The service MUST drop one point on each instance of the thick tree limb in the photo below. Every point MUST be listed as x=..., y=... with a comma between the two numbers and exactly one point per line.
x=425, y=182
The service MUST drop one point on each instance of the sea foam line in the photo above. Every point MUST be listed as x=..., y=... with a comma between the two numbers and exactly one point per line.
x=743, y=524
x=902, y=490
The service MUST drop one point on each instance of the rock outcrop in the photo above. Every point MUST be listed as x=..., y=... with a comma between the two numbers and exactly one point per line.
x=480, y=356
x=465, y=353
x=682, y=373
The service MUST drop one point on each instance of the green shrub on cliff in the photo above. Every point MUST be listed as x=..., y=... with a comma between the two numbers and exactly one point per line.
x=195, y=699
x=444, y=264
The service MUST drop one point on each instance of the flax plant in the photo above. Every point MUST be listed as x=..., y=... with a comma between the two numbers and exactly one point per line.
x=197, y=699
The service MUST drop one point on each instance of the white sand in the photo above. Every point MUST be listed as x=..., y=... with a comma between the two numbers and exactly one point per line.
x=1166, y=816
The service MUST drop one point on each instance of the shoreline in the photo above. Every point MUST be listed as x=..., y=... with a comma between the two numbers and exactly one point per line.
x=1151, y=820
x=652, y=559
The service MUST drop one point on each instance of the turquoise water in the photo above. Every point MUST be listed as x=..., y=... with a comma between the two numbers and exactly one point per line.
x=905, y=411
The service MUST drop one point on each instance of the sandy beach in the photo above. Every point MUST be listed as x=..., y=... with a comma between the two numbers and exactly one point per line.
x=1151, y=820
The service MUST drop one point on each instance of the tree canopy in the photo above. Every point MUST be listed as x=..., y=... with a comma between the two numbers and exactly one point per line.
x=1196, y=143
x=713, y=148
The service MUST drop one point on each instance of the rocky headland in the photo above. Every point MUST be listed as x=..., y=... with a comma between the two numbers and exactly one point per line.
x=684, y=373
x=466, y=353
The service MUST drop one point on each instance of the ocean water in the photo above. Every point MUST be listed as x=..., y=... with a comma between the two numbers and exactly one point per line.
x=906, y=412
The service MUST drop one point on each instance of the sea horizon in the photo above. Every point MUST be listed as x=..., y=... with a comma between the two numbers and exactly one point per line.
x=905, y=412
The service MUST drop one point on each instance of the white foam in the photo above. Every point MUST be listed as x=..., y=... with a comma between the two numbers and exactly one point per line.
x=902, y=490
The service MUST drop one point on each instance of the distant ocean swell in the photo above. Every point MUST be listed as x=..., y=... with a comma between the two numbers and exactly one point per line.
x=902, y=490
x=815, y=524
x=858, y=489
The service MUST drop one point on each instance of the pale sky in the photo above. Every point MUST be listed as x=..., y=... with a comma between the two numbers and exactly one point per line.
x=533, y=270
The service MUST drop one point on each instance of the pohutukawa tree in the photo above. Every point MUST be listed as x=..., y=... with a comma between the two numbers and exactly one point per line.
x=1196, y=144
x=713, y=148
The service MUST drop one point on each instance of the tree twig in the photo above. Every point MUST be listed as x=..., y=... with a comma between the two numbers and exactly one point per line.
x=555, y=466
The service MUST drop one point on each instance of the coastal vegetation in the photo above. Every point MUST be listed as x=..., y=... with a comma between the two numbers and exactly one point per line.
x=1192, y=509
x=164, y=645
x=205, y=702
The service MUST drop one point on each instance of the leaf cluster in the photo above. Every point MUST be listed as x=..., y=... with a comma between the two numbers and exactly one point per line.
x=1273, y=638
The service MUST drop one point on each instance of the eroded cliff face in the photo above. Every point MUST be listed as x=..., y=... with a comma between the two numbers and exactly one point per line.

* [Your instructions]
Return all of the entries above word for word, with nothing changed, added, or left out.

* [Reply to the exercise]
The service MUST drop one point on each instance of the thick tree limb in the photo below. Every point MUST be listed as x=..., y=... with a comma between the two numbers and exactly one point per line.
x=425, y=182
The service MUST drop one point on each instance of the sea foam line in the photo above. Every point MUST be listed as x=..., y=... with a comma between the two numbers and exactly one point per line.
x=743, y=524
x=902, y=490
The service MUST drop one point on each instance of the rock outcrop in the photo above. Every point MUST be listed as x=..., y=... with a comma between the two numbers and exactly one point per line.
x=480, y=356
x=465, y=353
x=682, y=373
The service MUST drop one point on each instance of the green shrub on cliff in the photo above. Every point MUST be listed as x=..., y=... with a comma between the two numbers and exactly one point per line.
x=195, y=699
x=444, y=264
The service MUST drop one point on each instance of the flax plant in the photo above. Every point MUST be listed as x=..., y=... with a comma between the two numbers and exactly one point per line.
x=197, y=699
The service MUST drop one point on each instance of the white sand in the photo above. Every point MUST be listed as x=..., y=... with a comma between the two numbers and exactly one point per line.
x=1166, y=816
The service MUST drop one point on each instance of the shoreline in the photo above. Every point MUST be listed as x=..., y=... with a comma between the two numbers and exactly one point per line.
x=1151, y=820
x=652, y=559
The service MUST drop one point on each instance of the turquoise water in the photo above. Every point MUST be listed as x=..., y=... with a comma between the two numbers and exactly one point per line.
x=905, y=411
The service MUST drop one point on each instance of the sandy beach in the photo above. Every point MUST be listed as x=..., y=... with a comma between the two numbers and exactly one point per line.
x=1151, y=820
The service MUST drop one point on each instance of the tree canopy in the photo above. Every point MUST be listed as x=..., y=... with a comma between the two numbers and exactly one point per line.
x=1196, y=143
x=713, y=148
The service MUST drop one point on each instance of the rocky headland in the photo above. Every point MUST be listed as x=..., y=... with a comma between the two numbers and exactly one point per line.
x=684, y=373
x=466, y=353
The service MUST drop one point on each instance of the ocean water in the photo above. Every point MUST be listed as x=..., y=... with a comma between the two numbers and exactly one point per line.
x=906, y=412
The service MUST drop one point on each instance of the sea horizon in the photo above. Every point MUST be listed as x=..., y=... with a comma between the two numbers and exactly one point per line.
x=905, y=412
The service MUST drop one point on each instance of the white foam in the photo above. Every point MUST be listed as x=..., y=... with a comma between the two numbers and exactly one point per line.
x=902, y=490
The service MUST drop one point on each instance of the distant ocean swell in the photo above. Every point MUST be listed as x=..., y=... with a comma between the two numbers and exactly one point per line.
x=902, y=490
x=815, y=524
x=858, y=489
The service MUST drop one point on each instance of the pale sky in the photo above. Every point MUST be listed as x=..., y=... with a comma between the two numbers and exactly one point per line.
x=533, y=270
The service MUST drop one point on each instance of the pohutukawa tree in the photo above. Every point MUST be listed as x=..., y=... with a comma between the two numbers and exactly one point per line.
x=1196, y=144
x=713, y=148
The service MUST drop one point on each instance of the tree twig in the photo above. Every point MUST be listed as x=..., y=... with a comma between the two numbers and exactly one point per line.
x=555, y=466
The service MUST drop one point on each instance of the coastal vegetation in the photo above. Every point MUST be listed as x=..., y=... with a comma between the two numbers and exactly one point per line.
x=1192, y=509
x=164, y=645
x=205, y=702
The service MUST drop one point on each instance of the leaf cluster in the photo above. Every point MUST be listed as x=..., y=... with a comma between the two numbers and exactly one point per line.
x=1273, y=638
The service MUST drop one point on each instance of the eroded cliff face in the photo above. Every point MUST be listed as x=..., y=... with a comma between the two numbers and exactly one point per line.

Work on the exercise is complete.